In yet another aspect of the embodiment Rivaroxaban is employed in crystalline form. Various polymorphic forms of Rivaroxaban are disclosed in WO2007039132 like Form I, II, III crystalline forms. APO- A is also another known polymorphic form disclosed in WO2010075631 .

In yet another aspect of the embodiment Rivaroxaban is in micronized form. In yet another aspect of the embodiment 90% by volume of Rivaroxaban particles have a particle size less than 15 μιη.

Particle size can affect the solubility properties of a compound. Particle size reduction is one of the methods to overcome the solubility issue of poorly soluble APIs like Rivaroxaban. Particle size reduction can also improve the dissolution rate, and hence, its bioavailability. The enhanced dissolution rate is achieved with the increase in the surface area as a result of particle size reduction. Sometimes the rate of dissolution of a poorly soluble drug is the rate limiting factor in its rate of absorption in the body. However, these drugs may be more readily bioavailable if administered in a finely divided state. Particle size may affect the flowability of the API which has consequences in the production process.

In yet another aspect of the embodiment, the process comprises the steps of compressing into suitable dosage form and optionally coating the same.

Coating may be performed by applying the coating composition as a solution/suspension/blend using any conventional coating technique known in the art, such as spray coating in a conventional coating pan. The coating may be functional or non-functional.

The foregoing examples are illustrative embodiments and are merely exemplary. A person skilled in the art may make variations and modifications without deviating from the spirit and scope of the invention. All such modifications and variations are intended to be included within the scope of the claims.

Example 1 : Pharmaceutical composition comprising Rivaroxaban

Manufacturing Process:

1 ) Binder Preparation:

(a) Hypromellose was dissolved in solvent mixture of Isopropyl Alcohol and Dichloromethane added under continuous stirring to form a clear solution.

(b) Sodium Lauryl Sulfate was added to this solvent mixture. 2) Dry Mixing:

(a) Microcrystalline Cellulose, Lactose Monohydrate, Croscarmellose Sodium and Rivaroxaban were sifted through suitable sieves and loaded into high shear mixer Granulator.

# Raw data
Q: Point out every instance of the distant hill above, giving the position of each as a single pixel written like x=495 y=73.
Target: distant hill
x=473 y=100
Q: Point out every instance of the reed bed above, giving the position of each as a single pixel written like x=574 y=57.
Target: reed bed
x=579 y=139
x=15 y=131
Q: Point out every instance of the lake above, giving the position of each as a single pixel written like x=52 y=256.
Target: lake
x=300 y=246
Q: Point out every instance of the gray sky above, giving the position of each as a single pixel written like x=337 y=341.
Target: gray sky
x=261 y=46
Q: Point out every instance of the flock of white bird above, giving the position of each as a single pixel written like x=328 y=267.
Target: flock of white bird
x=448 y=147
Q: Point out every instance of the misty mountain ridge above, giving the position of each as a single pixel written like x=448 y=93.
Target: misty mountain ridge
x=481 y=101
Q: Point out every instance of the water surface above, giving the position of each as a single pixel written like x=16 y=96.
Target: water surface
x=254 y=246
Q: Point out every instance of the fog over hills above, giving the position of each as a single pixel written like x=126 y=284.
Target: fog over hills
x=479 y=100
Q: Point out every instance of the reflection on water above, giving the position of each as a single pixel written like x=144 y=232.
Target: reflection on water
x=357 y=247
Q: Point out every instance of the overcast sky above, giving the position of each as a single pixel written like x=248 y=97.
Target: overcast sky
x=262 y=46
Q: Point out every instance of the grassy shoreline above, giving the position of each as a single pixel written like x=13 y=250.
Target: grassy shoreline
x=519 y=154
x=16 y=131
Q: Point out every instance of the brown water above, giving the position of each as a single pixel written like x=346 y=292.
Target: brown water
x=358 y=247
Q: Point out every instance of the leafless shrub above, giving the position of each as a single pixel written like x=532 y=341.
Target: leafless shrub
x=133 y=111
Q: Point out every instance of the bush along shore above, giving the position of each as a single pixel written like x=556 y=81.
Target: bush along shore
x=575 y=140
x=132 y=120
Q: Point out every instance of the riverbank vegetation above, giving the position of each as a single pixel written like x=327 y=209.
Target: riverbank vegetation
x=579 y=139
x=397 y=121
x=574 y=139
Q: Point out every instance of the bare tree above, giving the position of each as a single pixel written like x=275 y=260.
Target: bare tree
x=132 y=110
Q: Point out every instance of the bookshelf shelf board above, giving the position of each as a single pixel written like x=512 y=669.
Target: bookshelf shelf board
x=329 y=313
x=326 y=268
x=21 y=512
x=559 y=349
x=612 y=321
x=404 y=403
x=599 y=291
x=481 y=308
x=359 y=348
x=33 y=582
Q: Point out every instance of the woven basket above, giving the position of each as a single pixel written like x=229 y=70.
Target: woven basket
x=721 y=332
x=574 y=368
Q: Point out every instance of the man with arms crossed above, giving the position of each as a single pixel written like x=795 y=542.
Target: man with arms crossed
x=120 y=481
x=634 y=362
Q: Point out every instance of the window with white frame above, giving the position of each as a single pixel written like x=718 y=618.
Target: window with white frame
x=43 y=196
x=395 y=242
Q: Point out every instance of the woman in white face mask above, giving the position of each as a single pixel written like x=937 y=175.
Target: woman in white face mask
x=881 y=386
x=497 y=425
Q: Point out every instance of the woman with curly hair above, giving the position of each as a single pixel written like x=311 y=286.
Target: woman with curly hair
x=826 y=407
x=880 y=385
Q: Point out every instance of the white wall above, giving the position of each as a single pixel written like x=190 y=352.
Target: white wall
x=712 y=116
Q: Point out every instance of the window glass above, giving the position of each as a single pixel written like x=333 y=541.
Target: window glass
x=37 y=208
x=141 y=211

# Your instructions
Please answer these from the Rivaroxaban text, not the listing:
1. Which publication discloses the APO-A polymorphic form?
2. What coating technique is given as an example?
3. In the binder preparation, what is Hypromellose dissolved in?

# Result of this exercise
1. WO2010075631
2. Spray coating in a conventional coating pan
3. A solvent mixture of Isopropyl Alcohol and Dichloromethane